[Segmentation mask data]
_ _ _ _ _

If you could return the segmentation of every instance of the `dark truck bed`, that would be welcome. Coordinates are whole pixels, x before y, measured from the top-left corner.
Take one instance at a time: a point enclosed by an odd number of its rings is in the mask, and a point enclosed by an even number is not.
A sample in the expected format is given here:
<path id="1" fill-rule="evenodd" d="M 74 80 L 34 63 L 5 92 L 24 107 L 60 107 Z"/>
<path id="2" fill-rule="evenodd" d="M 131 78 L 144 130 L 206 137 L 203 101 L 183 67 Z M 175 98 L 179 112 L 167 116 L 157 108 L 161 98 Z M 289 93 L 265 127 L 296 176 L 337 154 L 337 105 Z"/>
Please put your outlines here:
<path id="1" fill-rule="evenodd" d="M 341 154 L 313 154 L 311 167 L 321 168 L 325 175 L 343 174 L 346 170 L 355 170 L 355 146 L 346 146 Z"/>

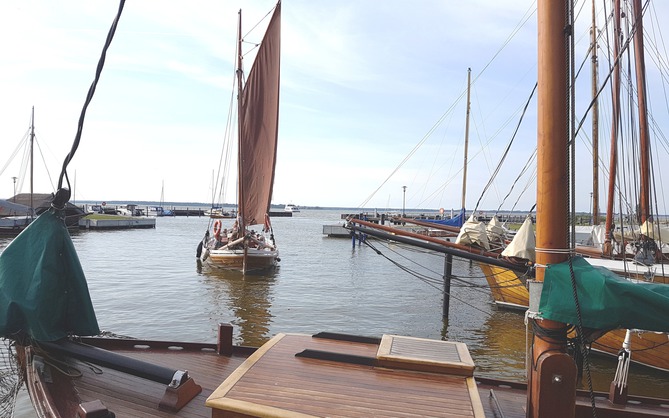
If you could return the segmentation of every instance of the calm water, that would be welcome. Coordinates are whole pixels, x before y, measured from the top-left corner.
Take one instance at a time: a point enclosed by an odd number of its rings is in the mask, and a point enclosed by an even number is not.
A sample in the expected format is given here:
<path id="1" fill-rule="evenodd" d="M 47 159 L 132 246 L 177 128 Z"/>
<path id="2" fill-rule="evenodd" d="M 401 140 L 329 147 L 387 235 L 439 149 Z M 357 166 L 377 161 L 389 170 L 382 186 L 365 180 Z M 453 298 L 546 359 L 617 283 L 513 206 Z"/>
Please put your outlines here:
<path id="1" fill-rule="evenodd" d="M 479 375 L 524 380 L 523 315 L 492 305 L 475 265 L 455 260 L 453 272 L 463 281 L 453 282 L 445 320 L 443 256 L 375 241 L 379 255 L 349 239 L 323 236 L 323 225 L 341 223 L 339 215 L 303 210 L 273 218 L 280 267 L 246 278 L 198 266 L 195 251 L 209 221 L 204 217 L 158 218 L 149 230 L 75 231 L 72 240 L 105 331 L 213 342 L 217 324 L 229 322 L 236 343 L 247 345 L 278 332 L 448 338 L 467 343 Z M 0 238 L 0 249 L 8 242 Z M 614 367 L 613 360 L 593 359 L 595 389 L 608 391 Z M 630 393 L 669 393 L 669 375 L 642 367 L 632 374 Z M 25 394 L 17 416 L 34 416 Z"/>

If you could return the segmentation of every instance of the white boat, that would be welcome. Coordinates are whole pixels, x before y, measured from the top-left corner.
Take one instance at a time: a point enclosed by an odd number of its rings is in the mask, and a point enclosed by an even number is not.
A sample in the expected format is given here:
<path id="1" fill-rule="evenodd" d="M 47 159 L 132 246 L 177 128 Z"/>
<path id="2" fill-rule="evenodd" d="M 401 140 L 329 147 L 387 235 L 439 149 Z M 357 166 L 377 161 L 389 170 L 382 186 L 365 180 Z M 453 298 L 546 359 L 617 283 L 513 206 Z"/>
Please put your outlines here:
<path id="1" fill-rule="evenodd" d="M 211 232 L 208 228 L 196 253 L 207 266 L 244 274 L 272 269 L 279 261 L 269 209 L 279 130 L 280 10 L 275 9 L 247 76 L 243 52 L 237 51 L 237 217 L 229 227 L 219 219 L 210 222 Z M 238 36 L 241 46 L 241 13 Z"/>
<path id="2" fill-rule="evenodd" d="M 293 205 L 292 203 L 289 203 L 286 205 L 286 207 L 283 208 L 284 212 L 299 212 L 300 207 L 297 205 Z"/>

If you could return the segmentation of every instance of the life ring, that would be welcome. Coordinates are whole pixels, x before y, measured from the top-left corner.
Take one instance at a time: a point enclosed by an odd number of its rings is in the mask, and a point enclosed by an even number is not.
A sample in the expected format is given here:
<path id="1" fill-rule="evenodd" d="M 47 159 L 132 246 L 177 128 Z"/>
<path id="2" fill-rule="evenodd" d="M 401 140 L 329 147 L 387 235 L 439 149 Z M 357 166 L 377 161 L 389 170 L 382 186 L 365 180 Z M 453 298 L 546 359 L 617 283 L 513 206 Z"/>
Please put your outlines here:
<path id="1" fill-rule="evenodd" d="M 221 221 L 217 220 L 214 222 L 214 238 L 218 241 L 221 240 Z"/>

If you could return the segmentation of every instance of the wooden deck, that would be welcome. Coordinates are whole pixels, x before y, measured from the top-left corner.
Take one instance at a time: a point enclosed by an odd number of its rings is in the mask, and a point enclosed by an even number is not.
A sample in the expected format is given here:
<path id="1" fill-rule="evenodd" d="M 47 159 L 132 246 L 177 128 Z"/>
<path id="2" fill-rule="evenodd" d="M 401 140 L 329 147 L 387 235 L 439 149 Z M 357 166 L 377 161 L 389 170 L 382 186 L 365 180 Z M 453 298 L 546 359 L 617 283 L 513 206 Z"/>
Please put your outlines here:
<path id="1" fill-rule="evenodd" d="M 428 342 L 427 352 L 420 342 Z M 485 416 L 468 353 L 461 358 L 445 341 L 397 343 L 399 352 L 393 352 L 393 343 L 384 341 L 381 359 L 378 343 L 279 334 L 216 389 L 207 405 L 214 408 L 212 417 Z M 450 351 L 445 361 L 444 351 Z M 412 357 L 418 368 L 440 364 L 441 373 L 409 370 Z"/>
<path id="2" fill-rule="evenodd" d="M 77 416 L 82 405 L 122 417 L 525 417 L 522 383 L 474 379 L 464 344 L 411 337 L 279 334 L 259 349 L 230 344 L 86 339 L 127 358 L 187 370 L 201 392 L 179 410 L 170 393 L 118 368 L 25 349 L 37 415 Z M 33 353 L 35 355 L 33 355 Z M 171 375 L 169 375 L 171 376 Z M 630 396 L 615 406 L 598 393 L 601 417 L 669 417 L 669 401 Z M 88 417 L 98 417 L 95 413 Z M 587 394 L 576 416 L 592 416 Z"/>

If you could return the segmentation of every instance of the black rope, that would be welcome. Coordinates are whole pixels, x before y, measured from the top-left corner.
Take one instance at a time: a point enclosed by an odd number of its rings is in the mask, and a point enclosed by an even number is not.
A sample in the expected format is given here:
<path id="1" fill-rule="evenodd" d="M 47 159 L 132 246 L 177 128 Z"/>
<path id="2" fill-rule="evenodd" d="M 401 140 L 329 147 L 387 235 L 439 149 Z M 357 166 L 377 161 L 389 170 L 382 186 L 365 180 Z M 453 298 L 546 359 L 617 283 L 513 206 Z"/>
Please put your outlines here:
<path id="1" fill-rule="evenodd" d="M 516 130 L 513 132 L 513 135 L 511 136 L 511 140 L 506 146 L 506 149 L 504 150 L 504 153 L 502 154 L 502 158 L 500 159 L 499 163 L 497 164 L 497 168 L 495 169 L 495 172 L 493 175 L 490 177 L 490 180 L 488 180 L 488 184 L 483 188 L 483 192 L 481 192 L 481 196 L 479 196 L 478 201 L 476 202 L 476 206 L 474 207 L 474 212 L 479 207 L 479 203 L 481 203 L 481 199 L 483 199 L 483 196 L 485 195 L 486 191 L 488 188 L 493 184 L 495 178 L 497 177 L 497 174 L 499 174 L 500 169 L 502 168 L 502 164 L 504 164 L 504 161 L 506 160 L 506 156 L 509 154 L 509 150 L 511 149 L 511 145 L 513 145 L 513 141 L 516 139 L 516 135 L 518 134 L 518 130 L 520 129 L 520 125 L 523 123 L 523 118 L 525 117 L 525 112 L 527 112 L 527 108 L 530 105 L 530 102 L 532 101 L 532 97 L 534 96 L 534 92 L 537 90 L 537 86 L 539 83 L 535 83 L 534 87 L 532 88 L 532 92 L 530 93 L 530 96 L 527 98 L 527 102 L 525 102 L 525 107 L 523 108 L 523 113 L 520 115 L 520 119 L 518 120 L 518 124 L 516 125 Z"/>
<path id="2" fill-rule="evenodd" d="M 70 188 L 70 179 L 67 176 L 67 166 L 74 157 L 75 152 L 77 152 L 77 148 L 79 148 L 79 141 L 81 140 L 81 132 L 84 128 L 84 118 L 86 117 L 86 109 L 88 108 L 89 103 L 93 99 L 93 94 L 95 93 L 95 87 L 98 84 L 98 80 L 100 79 L 100 74 L 102 73 L 102 68 L 104 67 L 105 64 L 107 49 L 109 49 L 111 41 L 112 39 L 114 39 L 114 33 L 116 33 L 116 27 L 118 26 L 118 21 L 121 18 L 121 12 L 123 12 L 124 5 L 125 5 L 125 0 L 120 0 L 116 18 L 112 22 L 111 28 L 109 28 L 109 33 L 107 34 L 107 40 L 105 41 L 105 45 L 102 48 L 102 54 L 100 55 L 98 66 L 95 70 L 95 79 L 93 80 L 91 87 L 88 89 L 88 94 L 86 95 L 86 101 L 84 102 L 84 107 L 81 109 L 81 115 L 79 116 L 79 123 L 77 124 L 77 134 L 74 137 L 74 143 L 72 144 L 72 149 L 65 157 L 65 161 L 63 161 L 63 168 L 60 172 L 60 177 L 58 178 L 58 191 L 56 192 L 56 197 L 54 198 L 54 201 L 52 203 L 52 206 L 56 208 L 64 207 L 65 203 L 67 203 L 67 201 L 70 199 L 71 188 Z M 63 178 L 65 178 L 65 181 L 67 182 L 66 189 L 62 188 Z"/>

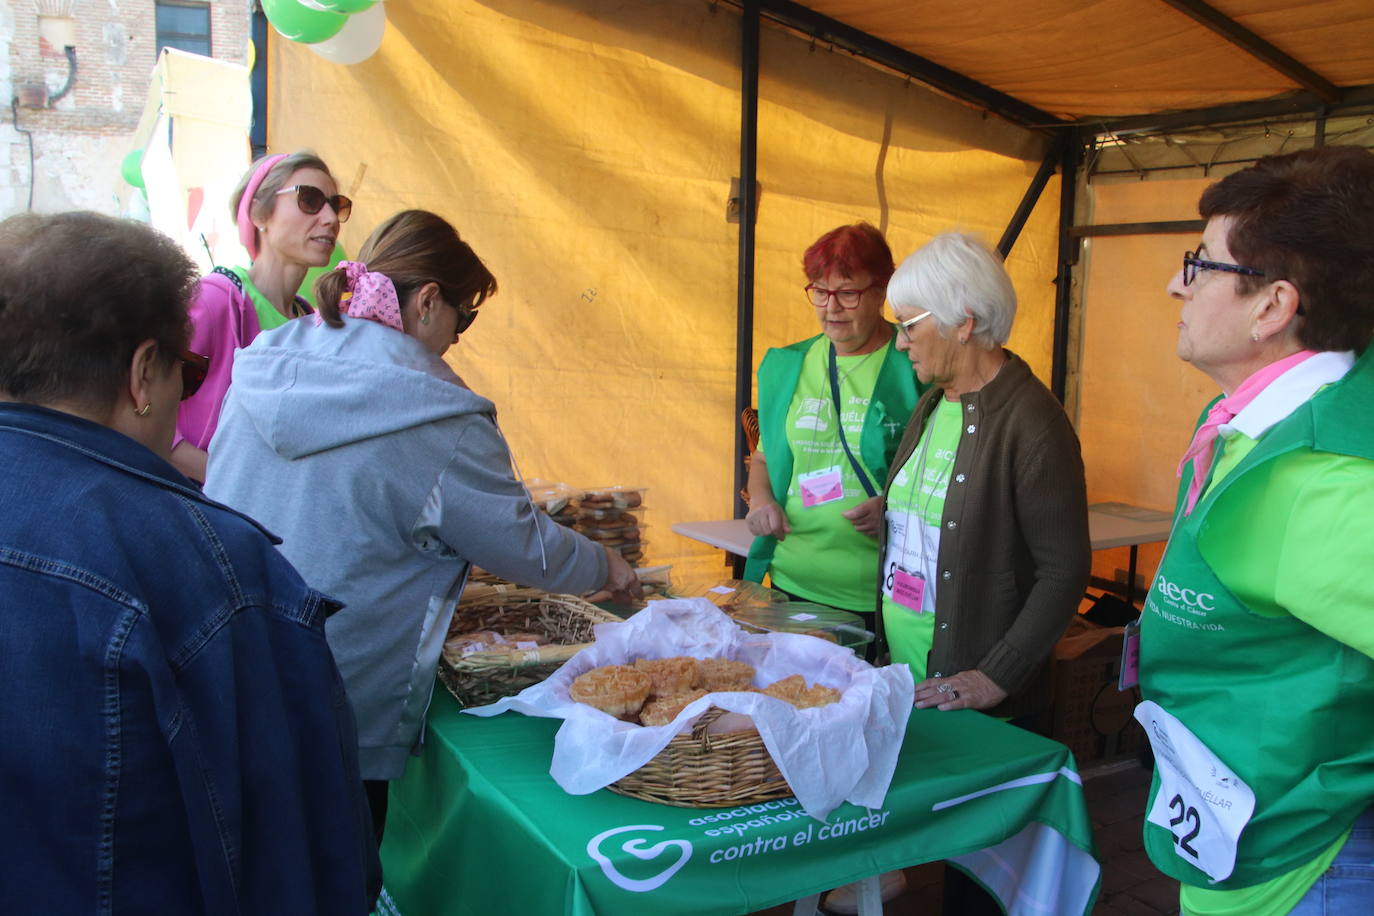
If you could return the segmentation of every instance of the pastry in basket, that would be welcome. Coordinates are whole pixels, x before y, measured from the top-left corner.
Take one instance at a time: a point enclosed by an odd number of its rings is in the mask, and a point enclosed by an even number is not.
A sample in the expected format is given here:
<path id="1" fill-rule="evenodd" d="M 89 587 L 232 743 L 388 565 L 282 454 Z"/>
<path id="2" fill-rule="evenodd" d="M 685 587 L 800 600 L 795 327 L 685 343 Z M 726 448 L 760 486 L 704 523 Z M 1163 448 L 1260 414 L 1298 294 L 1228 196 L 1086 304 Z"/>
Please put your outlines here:
<path id="1" fill-rule="evenodd" d="M 797 694 L 797 698 L 792 702 L 798 709 L 813 709 L 817 706 L 829 706 L 831 703 L 838 703 L 843 695 L 843 691 L 834 687 L 816 684 L 814 687 L 807 687 Z"/>
<path id="2" fill-rule="evenodd" d="M 729 658 L 703 658 L 697 662 L 701 686 L 707 690 L 748 690 L 754 683 L 754 666 Z"/>
<path id="3" fill-rule="evenodd" d="M 639 712 L 653 687 L 653 679 L 643 671 L 628 665 L 603 665 L 573 681 L 568 696 L 620 717 Z"/>
<path id="4" fill-rule="evenodd" d="M 704 690 L 688 690 L 670 696 L 654 697 L 639 711 L 639 722 L 641 725 L 667 725 L 676 719 L 677 714 L 686 709 L 689 703 L 704 696 Z"/>
<path id="5" fill-rule="evenodd" d="M 653 679 L 653 693 L 658 697 L 685 693 L 701 683 L 697 660 L 685 655 L 675 658 L 641 658 L 635 662 L 635 668 Z"/>
<path id="6" fill-rule="evenodd" d="M 528 649 L 529 643 L 533 643 L 536 646 L 547 646 L 549 644 L 549 638 L 543 633 L 507 633 L 505 639 L 506 642 L 510 643 L 514 648 Z M 521 646 L 521 643 L 525 643 L 526 645 Z"/>
<path id="7" fill-rule="evenodd" d="M 768 694 L 770 697 L 777 697 L 779 700 L 786 700 L 796 705 L 797 698 L 801 696 L 802 691 L 805 689 L 806 678 L 802 677 L 800 674 L 789 674 L 782 680 L 774 681 L 769 684 L 767 687 L 763 688 L 762 692 Z"/>
<path id="8" fill-rule="evenodd" d="M 449 654 L 463 655 L 472 652 L 490 652 L 505 649 L 506 638 L 492 630 L 473 630 L 470 633 L 450 633 L 444 640 L 444 651 Z"/>

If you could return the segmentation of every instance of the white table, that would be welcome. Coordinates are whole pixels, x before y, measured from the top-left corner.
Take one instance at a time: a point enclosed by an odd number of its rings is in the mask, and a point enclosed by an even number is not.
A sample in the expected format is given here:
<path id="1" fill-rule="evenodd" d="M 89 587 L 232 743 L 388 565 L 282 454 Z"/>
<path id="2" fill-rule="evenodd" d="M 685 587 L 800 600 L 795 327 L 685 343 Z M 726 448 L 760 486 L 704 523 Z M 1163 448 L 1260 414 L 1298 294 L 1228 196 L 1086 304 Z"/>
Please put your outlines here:
<path id="1" fill-rule="evenodd" d="M 1126 573 L 1126 601 L 1135 599 L 1136 552 L 1141 544 L 1169 538 L 1172 516 L 1157 509 L 1142 509 L 1126 503 L 1094 503 L 1088 507 L 1088 538 L 1093 550 L 1111 547 L 1131 548 L 1130 568 Z M 754 536 L 742 518 L 709 522 L 678 522 L 673 533 L 718 547 L 728 554 L 744 557 Z"/>

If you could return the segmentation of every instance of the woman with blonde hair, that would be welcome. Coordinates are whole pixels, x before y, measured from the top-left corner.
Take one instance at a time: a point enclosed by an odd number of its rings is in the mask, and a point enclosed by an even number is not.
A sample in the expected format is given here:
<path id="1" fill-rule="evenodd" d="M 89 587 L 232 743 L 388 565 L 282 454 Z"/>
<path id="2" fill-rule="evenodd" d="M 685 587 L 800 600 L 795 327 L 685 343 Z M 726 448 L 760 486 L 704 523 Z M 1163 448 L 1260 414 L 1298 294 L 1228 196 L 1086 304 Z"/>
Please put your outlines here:
<path id="1" fill-rule="evenodd" d="M 234 351 L 260 332 L 310 312 L 296 291 L 306 271 L 329 263 L 353 202 L 338 192 L 323 159 L 301 151 L 253 163 L 229 209 L 251 266 L 216 267 L 201 278 L 191 302 L 191 349 L 210 360 L 210 369 L 201 390 L 177 414 L 172 463 L 193 480 L 205 479 L 205 453 L 229 388 Z"/>

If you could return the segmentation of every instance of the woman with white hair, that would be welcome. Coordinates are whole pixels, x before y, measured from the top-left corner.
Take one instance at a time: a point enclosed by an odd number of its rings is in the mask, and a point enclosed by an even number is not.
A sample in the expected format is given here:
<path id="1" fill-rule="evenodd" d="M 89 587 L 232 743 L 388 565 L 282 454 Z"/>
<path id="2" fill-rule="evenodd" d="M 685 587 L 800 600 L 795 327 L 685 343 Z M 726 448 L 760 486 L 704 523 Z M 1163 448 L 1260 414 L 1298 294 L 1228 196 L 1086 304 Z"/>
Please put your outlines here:
<path id="1" fill-rule="evenodd" d="M 917 708 L 1030 727 L 1091 565 L 1078 437 L 1003 347 L 1016 293 L 977 239 L 932 239 L 897 268 L 887 298 L 897 348 L 930 389 L 887 481 L 880 632 L 892 661 L 911 666 Z"/>

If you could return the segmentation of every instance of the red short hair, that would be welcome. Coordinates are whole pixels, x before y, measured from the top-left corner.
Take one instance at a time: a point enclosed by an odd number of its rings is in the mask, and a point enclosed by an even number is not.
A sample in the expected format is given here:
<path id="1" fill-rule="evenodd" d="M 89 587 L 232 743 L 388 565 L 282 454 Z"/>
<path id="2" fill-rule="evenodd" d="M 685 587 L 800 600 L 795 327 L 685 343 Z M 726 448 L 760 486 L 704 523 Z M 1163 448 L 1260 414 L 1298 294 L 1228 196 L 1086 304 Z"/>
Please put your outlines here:
<path id="1" fill-rule="evenodd" d="M 883 234 L 868 223 L 855 223 L 831 229 L 802 255 L 802 270 L 812 283 L 835 269 L 846 277 L 867 272 L 875 285 L 886 286 L 896 265 Z"/>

_ _ _ _ _

Required action:
Your answer should be the lines above that contain the word "woman", copied out.

Exercise solution:
If you could return the segmentation of every instance of the woman with blonde hair, that would be welcome. Coordinates are whole pixels, x before y, measured from the top-left corner.
If you could return the segmentation of every instance of the woman with white hair, that would be welcome. Coordinates are whole pixels, x before y, measured from the top-left corner.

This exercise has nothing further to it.